Set down the full listing exactly as given. Any pictures are to be left out.

Entries from a point annotation set:
-=-=-=-=-

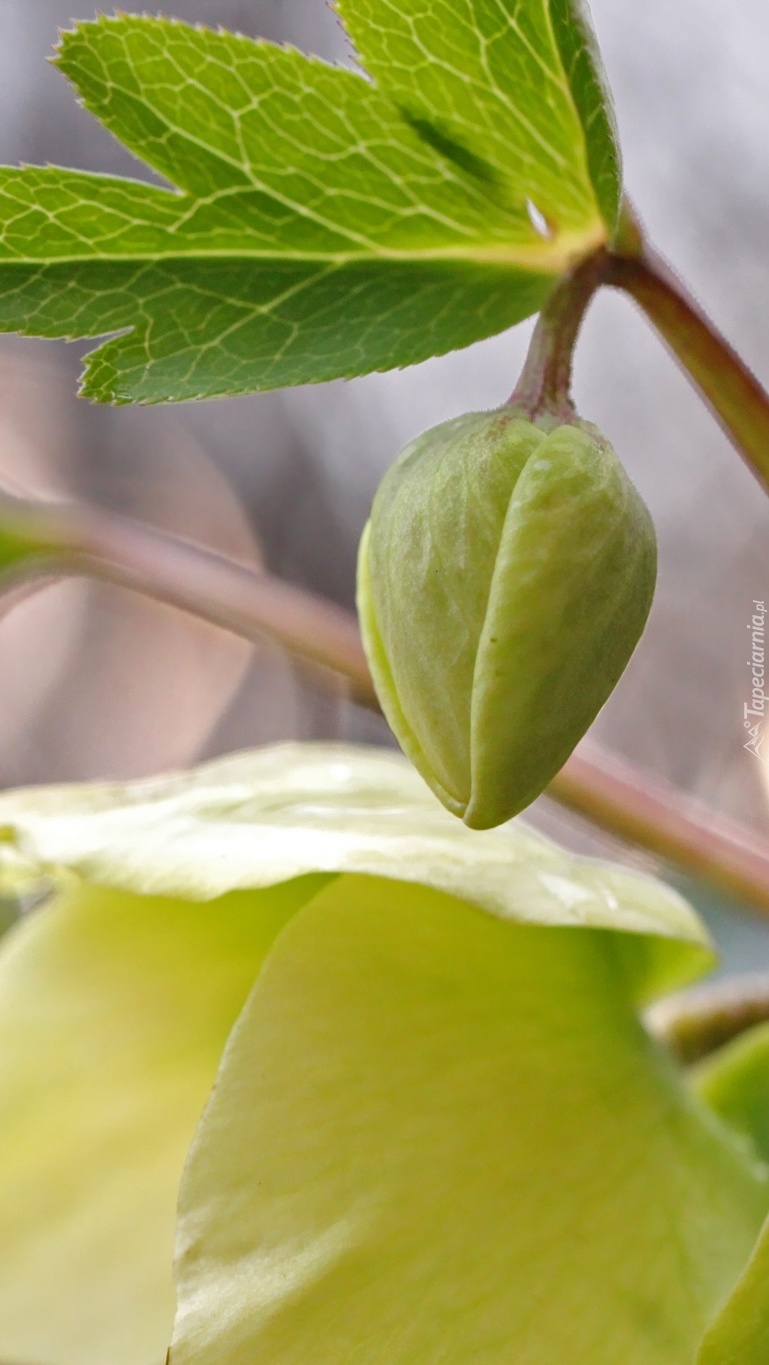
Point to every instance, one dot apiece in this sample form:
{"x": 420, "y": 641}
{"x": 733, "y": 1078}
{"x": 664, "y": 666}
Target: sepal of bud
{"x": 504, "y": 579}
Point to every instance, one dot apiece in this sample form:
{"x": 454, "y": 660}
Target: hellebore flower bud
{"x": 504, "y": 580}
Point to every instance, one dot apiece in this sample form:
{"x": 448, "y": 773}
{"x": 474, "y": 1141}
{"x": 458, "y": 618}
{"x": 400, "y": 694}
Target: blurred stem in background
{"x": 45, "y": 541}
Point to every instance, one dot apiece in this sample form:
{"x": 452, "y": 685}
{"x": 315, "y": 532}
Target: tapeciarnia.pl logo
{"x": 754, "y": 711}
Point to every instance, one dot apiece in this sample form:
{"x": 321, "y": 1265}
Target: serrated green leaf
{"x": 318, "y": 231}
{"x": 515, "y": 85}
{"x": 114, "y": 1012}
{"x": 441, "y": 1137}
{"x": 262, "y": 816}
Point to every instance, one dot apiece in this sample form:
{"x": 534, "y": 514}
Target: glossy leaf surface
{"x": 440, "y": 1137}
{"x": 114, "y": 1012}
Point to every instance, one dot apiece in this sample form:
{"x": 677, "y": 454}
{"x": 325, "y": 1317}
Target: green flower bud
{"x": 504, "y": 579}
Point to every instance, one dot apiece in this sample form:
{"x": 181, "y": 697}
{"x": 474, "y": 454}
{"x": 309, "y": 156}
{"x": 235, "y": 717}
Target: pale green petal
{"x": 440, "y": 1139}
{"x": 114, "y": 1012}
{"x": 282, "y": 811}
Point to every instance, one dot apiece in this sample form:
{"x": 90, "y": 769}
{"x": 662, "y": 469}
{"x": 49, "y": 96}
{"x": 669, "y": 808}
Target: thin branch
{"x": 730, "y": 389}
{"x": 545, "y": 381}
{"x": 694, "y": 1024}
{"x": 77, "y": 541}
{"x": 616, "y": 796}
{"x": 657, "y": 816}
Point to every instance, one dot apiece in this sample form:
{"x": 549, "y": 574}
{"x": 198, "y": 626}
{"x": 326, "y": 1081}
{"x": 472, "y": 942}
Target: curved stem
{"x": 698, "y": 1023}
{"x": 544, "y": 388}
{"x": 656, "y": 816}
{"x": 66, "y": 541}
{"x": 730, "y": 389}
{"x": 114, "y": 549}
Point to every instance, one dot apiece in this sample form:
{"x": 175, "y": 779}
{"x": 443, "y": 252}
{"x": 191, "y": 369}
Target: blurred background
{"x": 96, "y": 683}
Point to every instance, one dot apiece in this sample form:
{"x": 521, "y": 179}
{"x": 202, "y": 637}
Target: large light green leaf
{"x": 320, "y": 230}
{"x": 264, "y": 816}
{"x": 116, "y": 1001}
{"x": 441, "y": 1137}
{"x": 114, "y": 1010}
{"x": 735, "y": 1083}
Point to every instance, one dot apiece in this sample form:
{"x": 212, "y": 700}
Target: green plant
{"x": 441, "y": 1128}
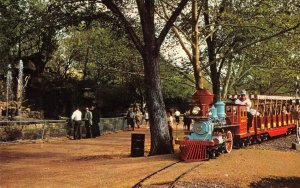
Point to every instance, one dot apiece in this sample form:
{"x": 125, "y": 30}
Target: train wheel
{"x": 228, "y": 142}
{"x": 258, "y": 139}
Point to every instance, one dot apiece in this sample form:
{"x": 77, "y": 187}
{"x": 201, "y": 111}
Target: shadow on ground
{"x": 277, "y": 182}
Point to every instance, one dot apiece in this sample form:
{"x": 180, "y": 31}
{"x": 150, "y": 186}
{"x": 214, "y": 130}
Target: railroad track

-=-=-=-=-

* [RESULT OF THIS EXERCISE]
Point to every instance, one dot apiece in this sample form:
{"x": 420, "y": 641}
{"x": 733, "y": 1078}
{"x": 664, "y": 666}
Target: sepal of bud
{"x": 504, "y": 579}
Point to every instance, one dot apiece in this sample form:
{"x": 454, "y": 660}
Target: hellebore flower bud
{"x": 504, "y": 580}
Point to every instance, one dot apiece in this sample form:
{"x": 448, "y": 773}
{"x": 474, "y": 1141}
{"x": 458, "y": 618}
{"x": 400, "y": 694}
Target: blurred stem in background
{"x": 45, "y": 541}
Point to every instance, one dot apiece in this sample form:
{"x": 452, "y": 685}
{"x": 315, "y": 532}
Target: tapeciarnia.pl logo
{"x": 754, "y": 711}
Point to every instance, one dot apiece in this sample form:
{"x": 321, "y": 1265}
Target: serrated green leaf
{"x": 318, "y": 231}
{"x": 515, "y": 85}
{"x": 114, "y": 1012}
{"x": 441, "y": 1137}
{"x": 262, "y": 816}
Point to every instance, one dot apiece in this sample form:
{"x": 534, "y": 514}
Target: glossy leaf surface
{"x": 440, "y": 1137}
{"x": 114, "y": 1012}
Point to every instance, one dot apiece in this sample form:
{"x": 677, "y": 454}
{"x": 325, "y": 1317}
Target: green flower bud
{"x": 504, "y": 579}
Point to every instance, one dot apiece in this sample form:
{"x": 181, "y": 697}
{"x": 474, "y": 454}
{"x": 309, "y": 156}
{"x": 235, "y": 717}
Target: pale green petal
{"x": 440, "y": 1139}
{"x": 114, "y": 1012}
{"x": 282, "y": 811}
Point to every instance, one dot apiece in this sample form:
{"x": 90, "y": 769}
{"x": 662, "y": 469}
{"x": 49, "y": 96}
{"x": 669, "y": 808}
Target: thin branch
{"x": 730, "y": 389}
{"x": 545, "y": 381}
{"x": 694, "y": 1024}
{"x": 77, "y": 541}
{"x": 616, "y": 796}
{"x": 657, "y": 816}
Point to every instance, one dot apiece in this sample form:
{"x": 549, "y": 574}
{"x": 198, "y": 626}
{"x": 326, "y": 1081}
{"x": 472, "y": 942}
Target: curved stem
{"x": 698, "y": 1023}
{"x": 544, "y": 388}
{"x": 656, "y": 816}
{"x": 66, "y": 541}
{"x": 730, "y": 389}
{"x": 114, "y": 549}
Point to every instance, one dot apiece in this sample form:
{"x": 175, "y": 779}
{"x": 443, "y": 252}
{"x": 191, "y": 369}
Target: blurred background
{"x": 96, "y": 683}
Point to every instance, one dot apiece in this sample form:
{"x": 521, "y": 179}
{"x": 202, "y": 637}
Target: large light green leaf
{"x": 320, "y": 230}
{"x": 264, "y": 816}
{"x": 116, "y": 1001}
{"x": 441, "y": 1137}
{"x": 114, "y": 1010}
{"x": 735, "y": 1083}
Point to every instance, one dot apiece in this sample form:
{"x": 212, "y": 700}
Target: green plant
{"x": 441, "y": 1128}
Point to every instance, one dot apiece in this sample form:
{"x": 125, "y": 30}
Target: train wheel
{"x": 228, "y": 142}
{"x": 258, "y": 139}
Point to every instance, one dot apiece in this sample form:
{"x": 77, "y": 187}
{"x": 201, "y": 111}
Target: shadow on ground
{"x": 277, "y": 182}
Point to every instance, one dot apiece in this sample form:
{"x": 180, "y": 31}
{"x": 150, "y": 186}
{"x": 214, "y": 130}
Target: railroad track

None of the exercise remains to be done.